* [TEXT SEGMENT]:
• • • • •

Magnetic Resonance Imaging (MRI) is a diagnostic procedure that uses a combination of a large magnet, radiofrequencies, and a computer to produce detailed images of organs and structures within the body. An MRI is often used to examine the heart, brain, liver, pancreas, male and female reproductive organs, and other soft tissues. It can assess blood flow, detect tumors and diagnose many forms of cancer, evaluate infections, and assess injuries to bones and joints.

Ultrasound, or sonography, is the most commonly used type of reflection imaging. This technique uses high-frequency sound waves and a computer to create images, called sonograms, of blood vessels, tissues, and organs. Sonograms are used to view internal organs as they function and to assess blood flow through various vessels. Tumors in the abdomen, liver, and kidneys can often be seen with an ultrasound.

A mammogram is an x-ray examination of the breast. It is used to detect and diagnose breast disease in women who either have breast problems such as a lump, pain, or nipple discharge, as well as for women who have no breast complaints. Mammography cannot prove that an abnormal area is cancerous, but if it raises a significant suspicion of cancer, a biopsy may be performed. Tissue may be removed by needle or open surgical biopsy and examined under a microscope to determine if it is cancer. Mammography has been used for about 30 years, and in the past 15 years technical advancements have greatly improved both the technique and results. Today, dedicated equipment, used only for breast x-rays, produces studies that are high in quality but low in radiation dose. Radiation risks are considered to be negligible.

• • • • •

* [GIVEN DATA]:
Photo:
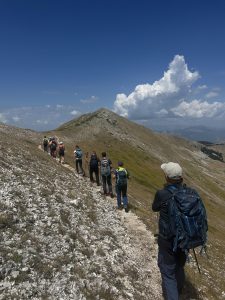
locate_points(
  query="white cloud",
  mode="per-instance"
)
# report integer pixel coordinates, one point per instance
(92, 99)
(148, 100)
(74, 112)
(202, 87)
(198, 109)
(16, 119)
(211, 94)
(45, 122)
(3, 118)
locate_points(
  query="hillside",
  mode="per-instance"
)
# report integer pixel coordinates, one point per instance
(62, 240)
(143, 151)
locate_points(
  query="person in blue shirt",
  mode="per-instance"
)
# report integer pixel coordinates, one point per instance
(121, 175)
(171, 264)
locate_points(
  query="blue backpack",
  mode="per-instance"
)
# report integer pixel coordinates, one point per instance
(105, 167)
(187, 218)
(79, 153)
(121, 177)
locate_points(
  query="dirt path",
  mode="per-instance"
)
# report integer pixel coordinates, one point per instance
(144, 247)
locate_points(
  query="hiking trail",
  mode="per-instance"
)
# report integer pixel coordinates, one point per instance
(143, 248)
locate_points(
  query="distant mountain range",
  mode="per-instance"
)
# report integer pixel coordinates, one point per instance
(201, 133)
(54, 208)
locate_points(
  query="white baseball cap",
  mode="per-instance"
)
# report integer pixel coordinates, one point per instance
(172, 170)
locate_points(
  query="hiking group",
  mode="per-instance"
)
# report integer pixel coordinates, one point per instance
(182, 216)
(53, 148)
(101, 169)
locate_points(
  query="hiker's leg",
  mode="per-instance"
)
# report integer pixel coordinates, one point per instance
(77, 166)
(104, 184)
(81, 168)
(91, 175)
(167, 266)
(118, 196)
(180, 275)
(97, 176)
(124, 195)
(109, 182)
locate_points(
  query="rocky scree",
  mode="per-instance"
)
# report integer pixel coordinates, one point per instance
(59, 238)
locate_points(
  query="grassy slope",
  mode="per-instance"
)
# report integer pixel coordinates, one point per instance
(142, 152)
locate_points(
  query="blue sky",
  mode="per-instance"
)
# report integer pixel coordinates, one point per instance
(160, 63)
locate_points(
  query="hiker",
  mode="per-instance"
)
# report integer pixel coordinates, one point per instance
(171, 255)
(121, 175)
(53, 147)
(93, 167)
(61, 152)
(78, 157)
(86, 162)
(105, 168)
(45, 143)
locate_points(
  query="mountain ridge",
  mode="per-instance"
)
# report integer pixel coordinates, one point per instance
(142, 151)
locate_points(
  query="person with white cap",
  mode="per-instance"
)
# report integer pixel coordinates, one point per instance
(171, 264)
(61, 152)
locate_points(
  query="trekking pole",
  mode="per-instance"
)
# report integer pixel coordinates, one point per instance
(196, 261)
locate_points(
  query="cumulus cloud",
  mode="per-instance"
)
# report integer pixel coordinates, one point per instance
(211, 94)
(3, 118)
(149, 99)
(198, 109)
(16, 119)
(92, 99)
(74, 112)
(169, 97)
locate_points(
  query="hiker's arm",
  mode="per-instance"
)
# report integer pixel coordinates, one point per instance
(156, 205)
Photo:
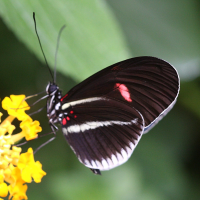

• • • • •

* [USING THE INFORMATION]:
• A. In the text on medical imaging, what are the images produced by ultrasound called?
• B. Extend the text on medical imaging with the next part, starting after its last sentence.

* [TASK-BY-TASK RESULTS]:
• A. Sonograms.

• B.
Computed tomography scan (also called a CT scan or computed axial tomography or CAT scan)
A CT scan is a diagnostic imaging procedure that uses a combination of x-rays and computer technology to produce cross-sectional images (often called slices), both horizontally and vertically, of the body. A CT scan shows detailed images of any part of the body, including the bones, muscles, fat, and organs. CT scans are more detailed than general x-rays.

X-rays are diagnostic tests that use invisible electromagnetic energy beams to produce images of internal tissues, bones, and organs on film. X-rays may be taken of any part of the body to detect tumor (or cancer) cells.